> RECORD SET:
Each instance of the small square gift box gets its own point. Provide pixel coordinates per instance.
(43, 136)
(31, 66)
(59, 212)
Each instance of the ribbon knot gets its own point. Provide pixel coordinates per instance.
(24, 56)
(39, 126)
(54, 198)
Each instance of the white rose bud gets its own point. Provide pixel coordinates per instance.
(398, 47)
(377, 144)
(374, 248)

==

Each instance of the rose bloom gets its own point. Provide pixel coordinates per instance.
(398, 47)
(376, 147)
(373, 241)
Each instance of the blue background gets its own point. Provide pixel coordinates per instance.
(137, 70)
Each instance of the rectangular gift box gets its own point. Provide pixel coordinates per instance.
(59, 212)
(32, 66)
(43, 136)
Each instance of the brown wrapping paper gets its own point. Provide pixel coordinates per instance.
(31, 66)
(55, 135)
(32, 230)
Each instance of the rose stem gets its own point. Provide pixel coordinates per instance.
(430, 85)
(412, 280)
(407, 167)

---

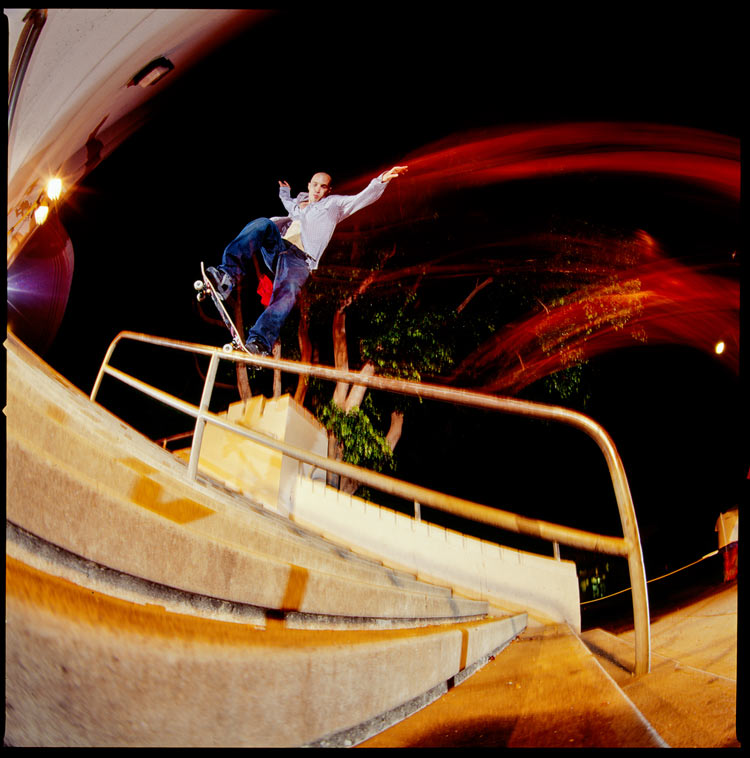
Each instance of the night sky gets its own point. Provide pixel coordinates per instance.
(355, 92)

> EXERCISE DIRECTIONS:
Report each line of the entries above that contains the string "gift", copying each line in full. Case counts, so treat uppercase and lowercase letters as different.

> COMPLETE OUTPUT:
Each instance of the small square gift box gets its own point. Provide pixel coordinates per instance.
Each instance of the rectangular gift box gets its own point. Provide pixel coordinates per instance.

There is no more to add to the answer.